TEXT EXCERPT:
····················

[Mono-list] Encoding problems
Francisco Figueiredo Jr.
fxjrlists@yahoo.com.br
Tue, 11 Jan 2005 15:50:53 -0200
Jonathan Pryor wrote:
> On Mon, 2005-01-10 at 22:31 -0200, Francisco Figueiredo Jr. wrote:
>
>>I received a report about problems with encoding on mono.
>
>
> It probably isn't Mono, but I'm willing to be proven wrong. :-)
>
:)
>>From the outset, I'm guessing that this is a codepage/charset issue. US
> English and Spanish use different codepages, and characters within one
> codepage may map to a different character in another codepage. In
> particular, only ASCII is consistent between them; everything above
> codepoint 127 will differ, and this is where "funky" characters like n-
> tilde and a-acute are placed.
>
> The only way to preserve sanity is to ensure that (1) you only use
> characters that are in both codepages (read: stick with ASCII), or
> (2) use a codepage that represents the union of all required codepages.
> That's Unicode, typically UTF-8.
>
Ok.
>
>>The following text isn't being returned correctly from database:
>>
>>Magriñá
>>
>>The chars n-tilde and a-acute is appearing as strange chars.
>>
>>On mono 1.0.4 on linux if you change LANG to en_US the text reads
>>correctly, with es_ES not.
>
>
> Is it LANG=en_US or LANG=en_US.UTF-8? The text after the '.' specifies
> the codepage to use. If the codepage isn't explicitly specified, then
> the default is used (latin1 for english, latin2 for spanish, IIRC).
> This is likely where you're experiencing problems.
>
Hmmmm, I admit that I forget to set the code page. I just tested with
en_US. I will try with en_US.UTF-8 and es_ES.UTF-8.
>
>>I tested here with svn version and with both en_US and es_ES it works.
>>Only if I export LANG= it returns wrong chars. What is the default
>>encoding when I don't set LANG?
>
>
> You say that you tested "here", which potentially implies that it's a
> different machine than the one experiencing the problem. Is this
> correct?

····················

Please pick up the mailing-list thread on Mono encoding problems after its final line and continue writing it.

INFORMATION SHOWN:
····················

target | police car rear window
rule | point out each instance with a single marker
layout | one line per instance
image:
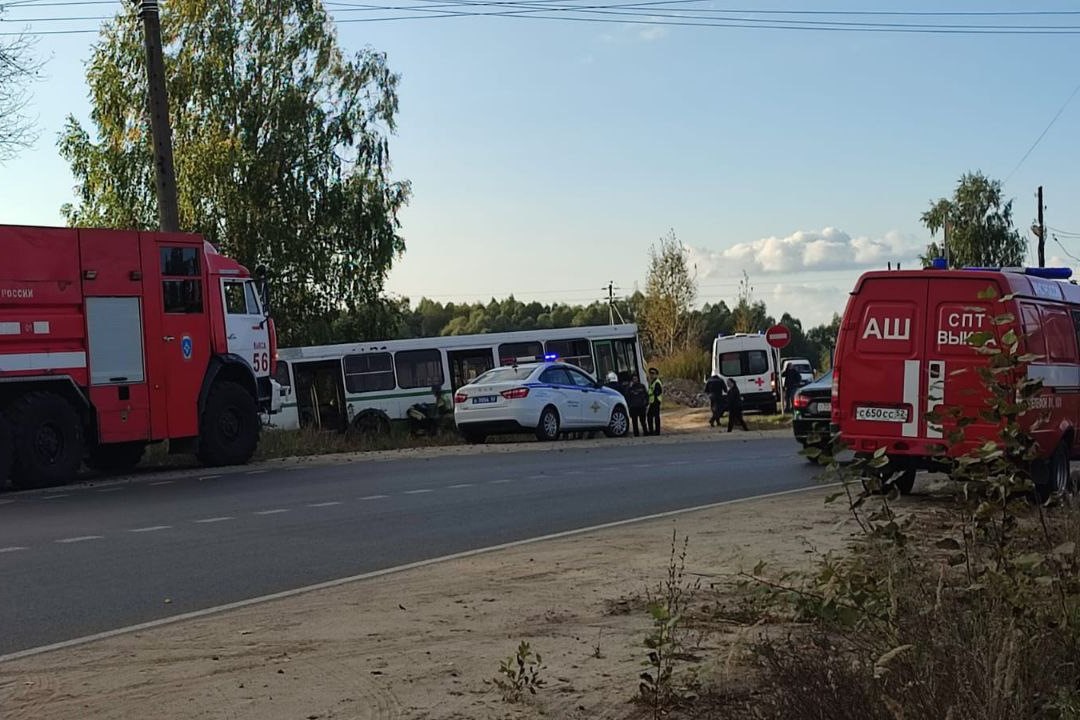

····················

ANSWER FOR THIS EXERCISE:
Yeap. It is different. Also the user reported that nothing works on windows.
>
> Regardless, the default LANG value varies between distros; in FC2 it's
> set in /etc/sysconfig/i18n (read by /etc/profile.d/lang.sh, read
> by /etc/profile, read by bash). I'm sure where it's set will also vary.
>
I'm using Gentoo. I will try to find where it is set.
> Furthermore, the only distro I'm aware of that defaults to using UTF-8
> throughout is Red Hat and associated distros such as Fedora Core. This
> may have changed (I hope so; it's been 3 years since I heard anything
> about this), but until all distros migrate to UTF-8 there will be
> behavioral differences in *any* locale-aware program. (Just look at the
> locale-related problems in Gnome and the use of G_BROKEN_FILENAMES...)
>
Ok, thx for info! :)
>
>>Do you know if there is any problem with 1.0.4 or 1.0.5 and if so if
>>there is any fix?
>
>
> The fix is to *always* specify your codepage and consistently use it.
> This may (will) require configuring your database so that it ua ses the
> correct codepage to store strings (as Aleksandar Dezelin mentioned, SQL
> Server requires the nchar data type for Unicode strings).
>
> Mono isn't a mind reader, and can't tell what codepage a given string is
> in. It's up to you to ensure codepages are correct and consistent.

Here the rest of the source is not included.